> **Exercise objective**
Make an exact copy of all the entries, with the pictures left out.

> **Records for the exercise**
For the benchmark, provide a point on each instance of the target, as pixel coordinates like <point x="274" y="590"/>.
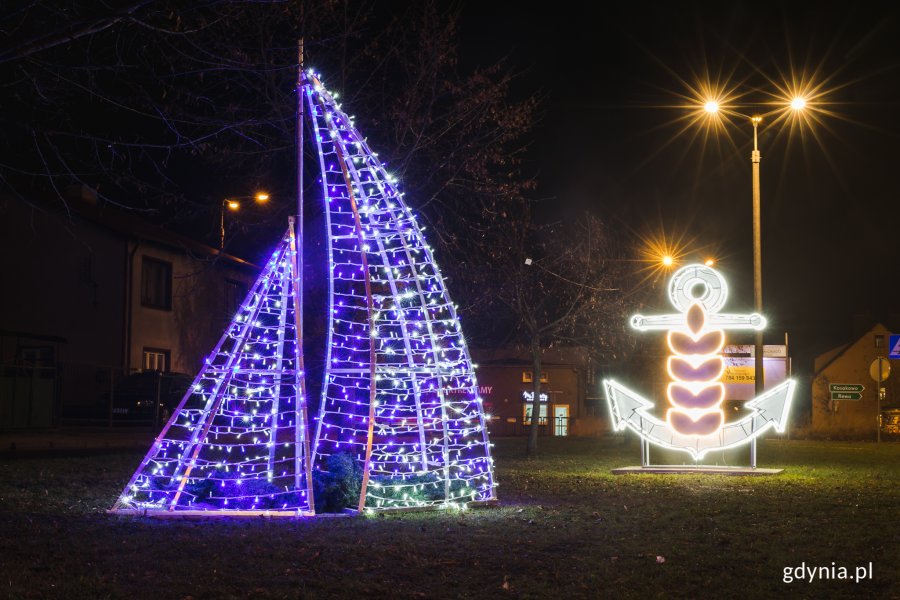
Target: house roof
<point x="130" y="224"/>
<point x="828" y="358"/>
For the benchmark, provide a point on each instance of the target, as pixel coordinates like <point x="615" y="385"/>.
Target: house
<point x="844" y="402"/>
<point x="94" y="293"/>
<point x="569" y="392"/>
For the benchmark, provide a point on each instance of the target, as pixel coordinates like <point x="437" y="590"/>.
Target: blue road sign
<point x="894" y="347"/>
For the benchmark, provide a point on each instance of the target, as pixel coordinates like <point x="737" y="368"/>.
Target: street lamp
<point x="796" y="104"/>
<point x="233" y="204"/>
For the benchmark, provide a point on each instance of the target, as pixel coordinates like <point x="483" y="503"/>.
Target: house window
<point x="156" y="359"/>
<point x="156" y="284"/>
<point x="235" y="292"/>
<point x="542" y="420"/>
<point x="528" y="377"/>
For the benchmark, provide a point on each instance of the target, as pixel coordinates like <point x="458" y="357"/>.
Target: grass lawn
<point x="566" y="528"/>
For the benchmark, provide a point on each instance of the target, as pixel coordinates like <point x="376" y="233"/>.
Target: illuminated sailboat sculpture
<point x="238" y="441"/>
<point x="399" y="396"/>
<point x="694" y="420"/>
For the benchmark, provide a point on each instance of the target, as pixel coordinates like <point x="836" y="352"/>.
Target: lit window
<point x="541" y="421"/>
<point x="528" y="377"/>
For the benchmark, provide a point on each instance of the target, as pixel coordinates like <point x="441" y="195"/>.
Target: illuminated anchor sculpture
<point x="695" y="422"/>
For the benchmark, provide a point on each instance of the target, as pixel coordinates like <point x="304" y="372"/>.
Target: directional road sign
<point x="846" y="391"/>
<point x="846" y="387"/>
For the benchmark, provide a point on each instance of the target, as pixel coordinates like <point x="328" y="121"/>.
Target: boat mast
<point x="299" y="274"/>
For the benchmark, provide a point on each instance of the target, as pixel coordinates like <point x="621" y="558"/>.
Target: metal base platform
<point x="695" y="470"/>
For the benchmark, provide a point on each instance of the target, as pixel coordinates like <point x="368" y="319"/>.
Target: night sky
<point x="616" y="137"/>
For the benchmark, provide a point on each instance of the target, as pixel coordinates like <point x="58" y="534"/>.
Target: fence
<point x="84" y="394"/>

> **Result of this exercise**
For the benchmark, provide a point on each instance of the target, as pixel coordinates like <point x="274" y="590"/>.
Target: house roof
<point x="130" y="224"/>
<point x="828" y="358"/>
For the benchmark, provide a point on each instance of the target, as pixel coordinates like <point x="615" y="385"/>.
Target: house
<point x="844" y="402"/>
<point x="94" y="293"/>
<point x="569" y="392"/>
For the benchmark, provide a point on each instance of the target, as pixel coordinates like <point x="437" y="590"/>.
Target: blue road sign
<point x="894" y="347"/>
For the benchmark, provide a point on each instance of the target, as pixel coordinates like <point x="737" y="368"/>.
Target: street lamp
<point x="796" y="104"/>
<point x="233" y="204"/>
For the benchmark, provide a point on each instance of the target, as pixel coordinates like <point x="483" y="503"/>.
Target: house window
<point x="156" y="359"/>
<point x="156" y="284"/>
<point x="235" y="292"/>
<point x="542" y="420"/>
<point x="528" y="377"/>
For the benchmark, provide a point on each instance of the target, as pixel coordinates like <point x="458" y="357"/>.
Target: grass lawn
<point x="566" y="528"/>
For the benchmark, provide a point on each instance of the target, as pixel coordinates like <point x="376" y="233"/>.
Target: illuminated sailboat sculpture
<point x="238" y="441"/>
<point x="399" y="396"/>
<point x="694" y="420"/>
For the benchmark, provide a point on each instance of the target, as pixel coordinates like <point x="836" y="352"/>.
Target: lit window
<point x="541" y="421"/>
<point x="528" y="377"/>
For the benchmark, provide a point on each instance of the target, as pixel coordinates like <point x="441" y="195"/>.
Target: illuminated anchor sculpture
<point x="695" y="422"/>
For the benchmark, provide a point on each instance of the target, as pixel coordinates like <point x="304" y="372"/>.
Target: directional road sign
<point x="846" y="391"/>
<point x="846" y="387"/>
For the benchmark, provide a point on each instance of the target, as pixel coordinates like <point x="328" y="121"/>.
Target: boat mast
<point x="299" y="274"/>
For the benchmark, provide a point on each instance of the target, as pixel coordinates like <point x="621" y="558"/>.
Target: metal base platform
<point x="695" y="470"/>
For the benchmark, provide a point on each instance of the target, as pixel coordinates like <point x="368" y="319"/>.
Target: night sky
<point x="616" y="137"/>
For the benchmark, provide a point on each instance of the target, as pixel coordinates like <point x="58" y="534"/>.
Target: fence
<point x="84" y="394"/>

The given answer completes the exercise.